Exercise data:
_ _ _ _ _

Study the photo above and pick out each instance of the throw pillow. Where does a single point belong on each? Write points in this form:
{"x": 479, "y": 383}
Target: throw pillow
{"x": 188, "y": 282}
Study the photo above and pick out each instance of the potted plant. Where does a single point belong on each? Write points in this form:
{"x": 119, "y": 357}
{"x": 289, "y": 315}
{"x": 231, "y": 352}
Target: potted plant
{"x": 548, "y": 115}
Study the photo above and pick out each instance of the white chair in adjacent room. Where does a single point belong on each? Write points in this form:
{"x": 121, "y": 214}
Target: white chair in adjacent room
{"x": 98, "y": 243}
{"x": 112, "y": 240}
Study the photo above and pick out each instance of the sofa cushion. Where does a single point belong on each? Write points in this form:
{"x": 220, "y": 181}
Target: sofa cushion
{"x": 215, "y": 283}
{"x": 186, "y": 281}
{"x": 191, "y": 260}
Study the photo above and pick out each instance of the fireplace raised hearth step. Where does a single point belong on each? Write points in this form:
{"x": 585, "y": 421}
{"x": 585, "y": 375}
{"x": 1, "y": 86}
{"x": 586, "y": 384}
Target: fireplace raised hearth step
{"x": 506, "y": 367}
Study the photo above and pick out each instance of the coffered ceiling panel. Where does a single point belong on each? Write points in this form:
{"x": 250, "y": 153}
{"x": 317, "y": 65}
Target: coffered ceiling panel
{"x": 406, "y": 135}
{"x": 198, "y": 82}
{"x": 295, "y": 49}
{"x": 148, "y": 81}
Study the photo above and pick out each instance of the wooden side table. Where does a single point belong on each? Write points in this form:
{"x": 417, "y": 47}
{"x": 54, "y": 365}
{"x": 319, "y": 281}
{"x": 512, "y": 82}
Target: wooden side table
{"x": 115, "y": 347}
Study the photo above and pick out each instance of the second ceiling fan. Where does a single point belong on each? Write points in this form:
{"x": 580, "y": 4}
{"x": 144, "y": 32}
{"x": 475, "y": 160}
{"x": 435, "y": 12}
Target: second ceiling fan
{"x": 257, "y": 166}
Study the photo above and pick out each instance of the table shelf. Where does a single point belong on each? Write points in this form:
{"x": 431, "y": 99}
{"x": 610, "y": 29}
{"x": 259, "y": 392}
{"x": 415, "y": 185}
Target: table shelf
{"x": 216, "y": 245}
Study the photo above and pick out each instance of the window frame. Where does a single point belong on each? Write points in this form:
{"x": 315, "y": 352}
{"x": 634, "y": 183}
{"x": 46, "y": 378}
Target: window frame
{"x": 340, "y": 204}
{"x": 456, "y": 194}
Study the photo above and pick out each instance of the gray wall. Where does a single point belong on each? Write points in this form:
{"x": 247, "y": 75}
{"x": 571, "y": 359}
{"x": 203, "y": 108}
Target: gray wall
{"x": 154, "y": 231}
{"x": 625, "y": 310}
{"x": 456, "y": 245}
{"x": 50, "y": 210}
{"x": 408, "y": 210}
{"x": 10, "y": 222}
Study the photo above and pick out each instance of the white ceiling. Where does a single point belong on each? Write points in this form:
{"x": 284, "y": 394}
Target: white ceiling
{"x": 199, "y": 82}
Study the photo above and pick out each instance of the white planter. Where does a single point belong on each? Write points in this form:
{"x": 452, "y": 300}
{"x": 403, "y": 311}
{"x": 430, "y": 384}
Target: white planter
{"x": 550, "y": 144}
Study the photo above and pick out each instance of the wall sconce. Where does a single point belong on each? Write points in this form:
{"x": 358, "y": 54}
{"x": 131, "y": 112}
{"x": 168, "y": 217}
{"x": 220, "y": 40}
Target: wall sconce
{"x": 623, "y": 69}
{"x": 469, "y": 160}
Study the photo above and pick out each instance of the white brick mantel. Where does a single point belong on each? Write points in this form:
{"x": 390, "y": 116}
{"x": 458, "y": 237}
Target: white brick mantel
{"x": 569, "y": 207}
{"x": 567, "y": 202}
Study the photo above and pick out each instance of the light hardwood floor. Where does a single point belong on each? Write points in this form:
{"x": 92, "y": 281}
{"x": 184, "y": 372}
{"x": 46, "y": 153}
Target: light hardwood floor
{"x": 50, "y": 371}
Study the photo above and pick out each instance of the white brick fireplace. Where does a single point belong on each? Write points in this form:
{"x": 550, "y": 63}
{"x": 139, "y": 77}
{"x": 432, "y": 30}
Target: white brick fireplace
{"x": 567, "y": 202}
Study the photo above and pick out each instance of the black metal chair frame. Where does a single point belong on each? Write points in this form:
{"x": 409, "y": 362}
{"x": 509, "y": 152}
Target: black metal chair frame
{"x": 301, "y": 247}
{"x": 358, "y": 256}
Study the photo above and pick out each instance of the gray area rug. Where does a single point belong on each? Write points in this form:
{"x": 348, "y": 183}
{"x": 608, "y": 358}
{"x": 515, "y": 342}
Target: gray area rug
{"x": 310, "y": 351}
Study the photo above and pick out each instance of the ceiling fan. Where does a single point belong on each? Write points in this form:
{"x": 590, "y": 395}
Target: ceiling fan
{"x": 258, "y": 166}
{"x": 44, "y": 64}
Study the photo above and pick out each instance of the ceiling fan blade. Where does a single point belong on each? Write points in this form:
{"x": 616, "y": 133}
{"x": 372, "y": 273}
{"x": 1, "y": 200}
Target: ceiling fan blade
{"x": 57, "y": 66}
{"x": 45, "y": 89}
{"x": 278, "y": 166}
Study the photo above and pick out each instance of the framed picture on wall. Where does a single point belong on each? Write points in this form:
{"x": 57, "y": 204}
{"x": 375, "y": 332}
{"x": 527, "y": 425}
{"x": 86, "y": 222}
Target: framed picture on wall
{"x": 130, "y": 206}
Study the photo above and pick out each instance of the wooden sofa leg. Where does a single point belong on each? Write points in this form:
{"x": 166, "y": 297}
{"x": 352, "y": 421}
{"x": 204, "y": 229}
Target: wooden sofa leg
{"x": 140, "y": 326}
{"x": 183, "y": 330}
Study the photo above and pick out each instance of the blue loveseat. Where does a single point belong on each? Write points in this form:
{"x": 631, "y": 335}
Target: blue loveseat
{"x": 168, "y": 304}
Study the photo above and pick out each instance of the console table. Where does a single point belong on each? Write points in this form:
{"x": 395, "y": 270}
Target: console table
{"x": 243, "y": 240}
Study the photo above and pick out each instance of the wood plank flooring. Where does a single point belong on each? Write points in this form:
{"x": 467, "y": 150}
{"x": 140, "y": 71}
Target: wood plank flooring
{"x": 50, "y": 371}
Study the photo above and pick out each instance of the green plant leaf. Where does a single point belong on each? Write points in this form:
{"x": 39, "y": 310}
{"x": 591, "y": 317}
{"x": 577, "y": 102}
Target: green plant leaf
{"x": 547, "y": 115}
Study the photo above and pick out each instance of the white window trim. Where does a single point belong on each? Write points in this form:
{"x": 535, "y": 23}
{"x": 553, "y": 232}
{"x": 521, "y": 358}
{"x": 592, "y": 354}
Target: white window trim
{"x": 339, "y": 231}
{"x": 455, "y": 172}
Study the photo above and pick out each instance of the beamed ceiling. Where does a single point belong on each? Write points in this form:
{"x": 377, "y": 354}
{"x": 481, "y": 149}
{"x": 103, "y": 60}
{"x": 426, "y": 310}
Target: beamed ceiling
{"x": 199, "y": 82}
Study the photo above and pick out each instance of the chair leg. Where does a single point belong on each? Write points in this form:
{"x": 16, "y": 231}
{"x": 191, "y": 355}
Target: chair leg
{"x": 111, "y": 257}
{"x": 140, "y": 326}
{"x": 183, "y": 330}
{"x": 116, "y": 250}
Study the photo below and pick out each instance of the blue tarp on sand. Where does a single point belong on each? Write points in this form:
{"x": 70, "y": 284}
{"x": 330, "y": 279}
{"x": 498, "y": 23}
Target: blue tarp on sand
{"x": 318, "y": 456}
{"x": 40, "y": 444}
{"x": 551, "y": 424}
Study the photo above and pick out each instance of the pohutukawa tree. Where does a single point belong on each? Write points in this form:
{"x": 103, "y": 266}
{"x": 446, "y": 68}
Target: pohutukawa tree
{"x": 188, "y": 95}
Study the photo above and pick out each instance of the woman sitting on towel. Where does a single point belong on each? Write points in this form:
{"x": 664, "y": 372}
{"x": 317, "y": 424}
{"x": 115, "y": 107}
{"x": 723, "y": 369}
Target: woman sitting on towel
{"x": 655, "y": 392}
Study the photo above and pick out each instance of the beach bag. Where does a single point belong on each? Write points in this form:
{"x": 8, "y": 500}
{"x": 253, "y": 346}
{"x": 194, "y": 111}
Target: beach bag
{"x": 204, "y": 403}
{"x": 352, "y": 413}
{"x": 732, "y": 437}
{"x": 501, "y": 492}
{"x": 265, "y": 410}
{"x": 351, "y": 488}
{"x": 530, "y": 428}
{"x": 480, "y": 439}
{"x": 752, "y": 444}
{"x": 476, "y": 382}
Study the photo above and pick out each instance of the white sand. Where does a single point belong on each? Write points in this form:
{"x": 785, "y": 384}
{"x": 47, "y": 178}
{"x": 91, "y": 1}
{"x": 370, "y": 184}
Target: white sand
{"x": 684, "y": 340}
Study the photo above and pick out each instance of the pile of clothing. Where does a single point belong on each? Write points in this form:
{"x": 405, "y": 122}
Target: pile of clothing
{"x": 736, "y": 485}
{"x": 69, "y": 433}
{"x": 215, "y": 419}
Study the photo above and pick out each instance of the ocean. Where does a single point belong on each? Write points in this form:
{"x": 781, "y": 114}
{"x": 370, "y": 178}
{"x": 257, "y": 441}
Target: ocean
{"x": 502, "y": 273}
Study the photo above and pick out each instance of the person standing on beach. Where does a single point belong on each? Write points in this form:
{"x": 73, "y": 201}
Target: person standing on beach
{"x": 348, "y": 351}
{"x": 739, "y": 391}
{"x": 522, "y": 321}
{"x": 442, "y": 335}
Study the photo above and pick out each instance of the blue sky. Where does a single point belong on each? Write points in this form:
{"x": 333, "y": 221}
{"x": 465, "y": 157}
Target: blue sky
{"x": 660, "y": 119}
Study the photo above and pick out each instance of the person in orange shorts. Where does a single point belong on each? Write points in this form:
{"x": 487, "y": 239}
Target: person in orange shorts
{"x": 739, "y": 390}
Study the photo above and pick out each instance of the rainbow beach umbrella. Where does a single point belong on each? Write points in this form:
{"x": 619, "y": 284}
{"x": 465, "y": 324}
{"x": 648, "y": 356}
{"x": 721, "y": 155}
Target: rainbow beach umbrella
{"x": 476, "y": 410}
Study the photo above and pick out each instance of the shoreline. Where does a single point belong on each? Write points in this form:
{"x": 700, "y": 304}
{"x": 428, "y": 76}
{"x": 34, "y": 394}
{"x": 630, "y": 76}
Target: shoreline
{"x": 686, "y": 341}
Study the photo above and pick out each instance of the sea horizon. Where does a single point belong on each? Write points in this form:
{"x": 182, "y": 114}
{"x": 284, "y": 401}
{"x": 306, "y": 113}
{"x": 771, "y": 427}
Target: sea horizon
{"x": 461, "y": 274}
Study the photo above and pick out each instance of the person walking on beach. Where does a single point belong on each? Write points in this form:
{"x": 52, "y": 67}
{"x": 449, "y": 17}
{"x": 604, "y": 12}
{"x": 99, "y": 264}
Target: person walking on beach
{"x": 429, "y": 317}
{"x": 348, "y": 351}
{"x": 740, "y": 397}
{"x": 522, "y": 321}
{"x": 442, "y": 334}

_ _ _ _ _

Task description: From the records above, copy out the line with "of the second", the line with "the white ceiling.", and every line between them, word for word.

Response to this exercise:
Study the photo above and pick out each instance of the second ceiling fan. Where does a single point belong on each? Write points in this form:
{"x": 580, "y": 4}
{"x": 144, "y": 32}
{"x": 475, "y": 160}
{"x": 435, "y": 12}
Target: second ceiling fan
{"x": 257, "y": 166}
Study the photo above and pick out each instance of the table shelf. Where does a single point belong on each? Write points in this form:
{"x": 431, "y": 99}
{"x": 610, "y": 29}
{"x": 259, "y": 392}
{"x": 415, "y": 185}
Target: table shelf
{"x": 216, "y": 245}
Study the photo above and pick out each instance of the window frame. Where does a single point belong on each? Write points in this form:
{"x": 315, "y": 352}
{"x": 634, "y": 183}
{"x": 46, "y": 378}
Target: window frame
{"x": 340, "y": 204}
{"x": 456, "y": 194}
Study the photo above and pick out each instance of the gray wall. Where does a single point belong on each? Write points in this form:
{"x": 247, "y": 75}
{"x": 571, "y": 359}
{"x": 203, "y": 108}
Target: gray wall
{"x": 154, "y": 231}
{"x": 625, "y": 310}
{"x": 456, "y": 245}
{"x": 50, "y": 210}
{"x": 408, "y": 210}
{"x": 10, "y": 222}
Study the photo above and pick out each instance of the white ceiling. Where does a single point belong on each? Write points in this form:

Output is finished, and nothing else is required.